WORK REQUEST: Copy out the entire essay on prejudice below, word for word.

READING TEXT:
= Beginning of Section =

A fortnight ago, my column made a stab at applying dispassionate analysis to come up with an operational definition for discrimination. Basically, discrimination is the act of choice, and choice is a necessary fact of life. Now let’s turn to prejudice, keeping in mind that for sound thinking, one should avoid confusing one phenomenon with another.
Prejudice is a useful term that’s often misused. Its Latin root is praejudicium, meaning “an opinion or judgment formed . . . without due examination.” Thus, we might define prejudicial acts as decision-making on the basis of incomplete information.
In a world of costly information, people seek to economize on information costs. Imagine heading off to work, you open your front door, only to be greeted by a full-grown tiger. The uninteresting prediction is the average person would slam the door or otherwise seek safety.
Why they do so is more interesting. It’s unlikely that person’s decision is based on any detailed information held about that particular tiger. More likely his decision is based on tiger folklore or how he’s seen other tigers behave. He prejudges, or stereotypes, that tiger.
If a person didn’t pre-judge tigers, he would seek more information prior to his decision. He might attempt to pet the tiger, talk to him and seek safety only if the tiger responded in a menacing fashion. The average person wouldn’t choose that path, surmising that the expected cost of getting more information about the tiger is greater than the expected benefit and concluding, “All I need to know is he’s a tiger, and he’s probably like the rest of them.” By observing this person’s behavior, there’s no way one can say unambiguously whether the person likes or dislikes tigers.
No one says that all young black males, not even a majority, pose a threat, but people are assigning probabilities. Such an assignment differs little from a physician, knowing that incidences of cardiovascular diseases are 30 percent higher among blacks than whites and prostate cancer is twice as high, giving his black patients more careful screening for these two diseases. Like the cabbies, pizza deliverers and Rev. Jackson, the physician is engaging in what some have called racial profiling—using race as an indicator of something else.

= End of Section =

EXCERPTED RECORDS:
= Beginning of Section =

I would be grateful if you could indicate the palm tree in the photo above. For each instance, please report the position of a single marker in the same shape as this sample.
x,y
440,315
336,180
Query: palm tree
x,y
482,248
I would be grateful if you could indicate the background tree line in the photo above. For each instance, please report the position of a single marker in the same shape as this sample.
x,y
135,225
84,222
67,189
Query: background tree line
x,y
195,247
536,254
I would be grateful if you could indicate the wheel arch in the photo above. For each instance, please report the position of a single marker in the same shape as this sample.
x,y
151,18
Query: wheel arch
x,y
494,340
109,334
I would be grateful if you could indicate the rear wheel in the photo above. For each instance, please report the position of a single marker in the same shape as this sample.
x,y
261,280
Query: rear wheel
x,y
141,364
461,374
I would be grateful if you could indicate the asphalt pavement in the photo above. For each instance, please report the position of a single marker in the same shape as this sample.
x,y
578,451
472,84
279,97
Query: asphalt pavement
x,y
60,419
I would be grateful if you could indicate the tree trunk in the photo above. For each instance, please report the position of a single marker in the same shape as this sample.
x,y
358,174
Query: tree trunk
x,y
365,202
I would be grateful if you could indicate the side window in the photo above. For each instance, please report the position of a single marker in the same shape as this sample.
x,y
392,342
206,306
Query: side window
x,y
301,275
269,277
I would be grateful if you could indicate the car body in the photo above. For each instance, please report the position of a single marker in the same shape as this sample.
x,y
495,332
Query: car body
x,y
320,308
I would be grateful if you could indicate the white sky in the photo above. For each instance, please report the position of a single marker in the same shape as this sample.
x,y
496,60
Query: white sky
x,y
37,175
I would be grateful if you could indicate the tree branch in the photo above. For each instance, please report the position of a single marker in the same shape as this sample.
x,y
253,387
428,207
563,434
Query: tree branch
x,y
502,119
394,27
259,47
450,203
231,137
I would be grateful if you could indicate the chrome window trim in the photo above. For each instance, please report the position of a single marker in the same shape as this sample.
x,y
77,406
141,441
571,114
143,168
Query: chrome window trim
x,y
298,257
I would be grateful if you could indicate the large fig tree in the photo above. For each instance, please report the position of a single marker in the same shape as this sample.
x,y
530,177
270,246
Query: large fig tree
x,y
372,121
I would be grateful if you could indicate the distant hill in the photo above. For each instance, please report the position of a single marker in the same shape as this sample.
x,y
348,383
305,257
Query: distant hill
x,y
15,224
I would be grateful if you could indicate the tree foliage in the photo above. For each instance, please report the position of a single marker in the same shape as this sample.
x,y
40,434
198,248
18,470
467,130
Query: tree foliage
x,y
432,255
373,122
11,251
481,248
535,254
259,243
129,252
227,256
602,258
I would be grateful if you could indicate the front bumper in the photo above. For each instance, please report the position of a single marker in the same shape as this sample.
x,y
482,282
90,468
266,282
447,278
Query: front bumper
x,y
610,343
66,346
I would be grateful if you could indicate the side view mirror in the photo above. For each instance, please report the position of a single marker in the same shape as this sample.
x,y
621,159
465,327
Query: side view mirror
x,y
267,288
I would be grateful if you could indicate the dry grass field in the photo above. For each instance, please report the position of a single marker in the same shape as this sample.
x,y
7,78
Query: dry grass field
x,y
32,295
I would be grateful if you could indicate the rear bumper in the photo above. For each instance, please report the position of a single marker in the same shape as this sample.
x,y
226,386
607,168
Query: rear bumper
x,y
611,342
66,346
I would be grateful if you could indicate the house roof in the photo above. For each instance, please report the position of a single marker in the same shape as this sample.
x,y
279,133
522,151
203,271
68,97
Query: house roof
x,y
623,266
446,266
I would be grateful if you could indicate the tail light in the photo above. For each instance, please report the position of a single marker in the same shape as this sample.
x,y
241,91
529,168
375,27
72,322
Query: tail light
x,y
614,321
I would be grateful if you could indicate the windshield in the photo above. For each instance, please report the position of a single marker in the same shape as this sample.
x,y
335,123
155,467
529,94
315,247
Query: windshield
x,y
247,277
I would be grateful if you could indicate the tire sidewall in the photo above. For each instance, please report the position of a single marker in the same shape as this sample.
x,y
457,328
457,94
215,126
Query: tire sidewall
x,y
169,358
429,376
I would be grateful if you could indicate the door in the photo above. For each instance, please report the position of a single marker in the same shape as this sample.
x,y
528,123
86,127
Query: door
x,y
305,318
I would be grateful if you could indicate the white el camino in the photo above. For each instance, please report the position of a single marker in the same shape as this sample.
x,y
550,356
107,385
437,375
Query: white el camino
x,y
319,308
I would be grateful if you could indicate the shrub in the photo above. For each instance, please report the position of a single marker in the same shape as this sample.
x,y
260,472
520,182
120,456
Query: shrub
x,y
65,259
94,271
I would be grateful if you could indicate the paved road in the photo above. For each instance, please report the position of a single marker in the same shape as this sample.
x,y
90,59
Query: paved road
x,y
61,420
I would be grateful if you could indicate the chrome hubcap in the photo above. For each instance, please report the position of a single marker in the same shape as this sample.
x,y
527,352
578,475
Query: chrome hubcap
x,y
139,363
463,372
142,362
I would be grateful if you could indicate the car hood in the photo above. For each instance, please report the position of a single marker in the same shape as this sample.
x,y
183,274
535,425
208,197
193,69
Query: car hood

= End of Section =

TASK ANSWER:
A fortnight ago, my column made a stab at applying dispassionate analysis to come up with an operational definition for discrimination. Basically, discrimination is the act of choice, and choice is a necessary fact of life. Now let’s turn to prejudice, keeping in mind that for sound thinking, one should avoid confusing one phenomenon with another.
Prejudice is a useful term that’s often misused. Its Latin root is praejudicium, meaning “an opinion or judgment formed . . . without due examination.” Thus, we might define prejudicial acts as decision-making on the basis of incomplete information.
In a world of costly information, people seek to economize on information costs. Imagine heading off to work, you open your front door, only to be greeted by a full-grown tiger. The uninteresting prediction is the average person would slam the door or otherwise seek safety.
Why they do so is more interesting. It’s unlikely that person’s decision is based on any detailed information held about that particular tiger. More likely his decision is based on tiger folklore or how he’s seen other tigers behave. He prejudges, or stereotypes, that tiger.
If a person didn’t pre-judge tigers, he would seek more information prior to his decision. He might attempt to pet the tiger, talk to him and seek safety only if the tiger responded in a menacing fashion. The average person wouldn’t choose that path, surmising that the expected cost of getting more information about the tiger is greater than the expected benefit and concluding, “All I need to know is he’s a tiger, and he’s probably like the rest of them.” By observing this person’s behavior, there’s no way one can say unambiguously whether the person likes or dislikes tigers.
No one says that all young black males, not even a majority, pose a threat, but people are assigning probabilities. Such an assignment differs little from a physician, knowing that incidences of cardiovascular diseases are 30 percent higher among blacks than whites and prostate cancer is twice as high, giving his black patients more careful screening for these two diseases. Like the cabbies, pizza deliverers and Rev. Jackson, the physician is engaging in what some have called racial profiling—using race as an indicator of something else.